What to work on:
Write out all of the entries exactly, please.
Record excerpts section start
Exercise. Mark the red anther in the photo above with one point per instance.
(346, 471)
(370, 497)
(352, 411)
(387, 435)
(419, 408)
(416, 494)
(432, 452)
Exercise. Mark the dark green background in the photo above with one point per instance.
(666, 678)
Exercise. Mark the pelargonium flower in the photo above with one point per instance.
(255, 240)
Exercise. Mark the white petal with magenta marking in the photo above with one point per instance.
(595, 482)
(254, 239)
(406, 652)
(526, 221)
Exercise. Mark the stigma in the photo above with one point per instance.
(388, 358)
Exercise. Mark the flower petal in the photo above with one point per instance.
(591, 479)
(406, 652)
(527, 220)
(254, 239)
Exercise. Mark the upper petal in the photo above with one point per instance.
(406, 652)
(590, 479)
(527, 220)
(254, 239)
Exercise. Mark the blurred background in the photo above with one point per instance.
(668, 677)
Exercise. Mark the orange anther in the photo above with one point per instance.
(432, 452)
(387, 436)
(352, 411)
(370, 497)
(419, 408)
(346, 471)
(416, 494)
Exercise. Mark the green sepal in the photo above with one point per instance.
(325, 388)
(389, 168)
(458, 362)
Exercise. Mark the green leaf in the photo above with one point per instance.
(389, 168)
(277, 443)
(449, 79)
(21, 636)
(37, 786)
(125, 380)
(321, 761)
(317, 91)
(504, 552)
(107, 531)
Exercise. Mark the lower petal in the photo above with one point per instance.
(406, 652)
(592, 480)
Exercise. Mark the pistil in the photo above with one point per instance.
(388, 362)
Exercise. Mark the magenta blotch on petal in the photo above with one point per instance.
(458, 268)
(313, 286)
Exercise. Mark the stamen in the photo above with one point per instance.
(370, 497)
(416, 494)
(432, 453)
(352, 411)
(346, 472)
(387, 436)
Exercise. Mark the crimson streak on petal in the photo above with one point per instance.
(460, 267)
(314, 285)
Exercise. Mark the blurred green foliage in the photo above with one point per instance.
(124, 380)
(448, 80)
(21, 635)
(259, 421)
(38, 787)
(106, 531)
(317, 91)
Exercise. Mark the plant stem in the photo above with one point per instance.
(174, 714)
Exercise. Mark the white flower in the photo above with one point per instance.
Record excerpts section end
Task result:
Exercise. Mark the red anther in the photo above with one point per instance.
(346, 471)
(370, 497)
(352, 411)
(387, 435)
(419, 408)
(416, 494)
(432, 452)
Exercise. Mark the dark green background in the photo above with one point per instance.
(666, 678)
Exercise. Mark the pelargonium flower in the photo above with one point per instance.
(255, 240)
Exercise. Mark the white petal with magenta marking in the photo above with one point per instance.
(595, 482)
(254, 239)
(406, 652)
(526, 221)
Exercise. Mark the stigma in the photo above with one point per instance.
(388, 358)
Exercise. Mark the flower petal in the photo above with one point per instance.
(591, 479)
(406, 652)
(527, 220)
(254, 239)
Exercise. Mark the upper petal in the photo above with one point per instance.
(406, 652)
(590, 479)
(527, 220)
(254, 239)
Exercise. Mark the blurred background in the photo above with one point per instance.
(668, 677)
Exercise. Mark the orange anther in the photo above with one point per instance.
(432, 452)
(387, 436)
(352, 411)
(370, 497)
(419, 408)
(346, 471)
(416, 494)
Exercise. Mark the green sepal in the photo above with one point per instance.
(325, 388)
(389, 168)
(458, 362)
Exercise. Mark the green leaf in the photo above with one point per instance.
(389, 168)
(277, 443)
(449, 79)
(21, 636)
(37, 786)
(125, 380)
(321, 761)
(317, 91)
(504, 552)
(107, 531)
Exercise. Mark the lower petal in the photo above with one point per instance.
(406, 652)
(592, 480)
Exercise. Mark the pistil in the photo above with one point per instance.
(388, 362)
Exercise. Mark the magenta blotch on petal in the photo above with one point per instance.
(458, 268)
(313, 286)
Exercise. Mark the stamen in the photo above with one point per instance.
(370, 497)
(416, 494)
(432, 453)
(352, 411)
(346, 472)
(387, 436)
Exercise. Mark the crimson streak on petal in the photo above with one point per instance.
(460, 267)
(314, 285)
Exercise. Mark the blurred green foliage in the photo above with one point per instance.
(124, 380)
(448, 80)
(21, 635)
(259, 421)
(38, 787)
(106, 531)
(317, 91)
Exercise. Mark the plant stem in the photo above with one point per instance.
(174, 714)
Exercise. Mark the white flower in the photo above with one point per instance.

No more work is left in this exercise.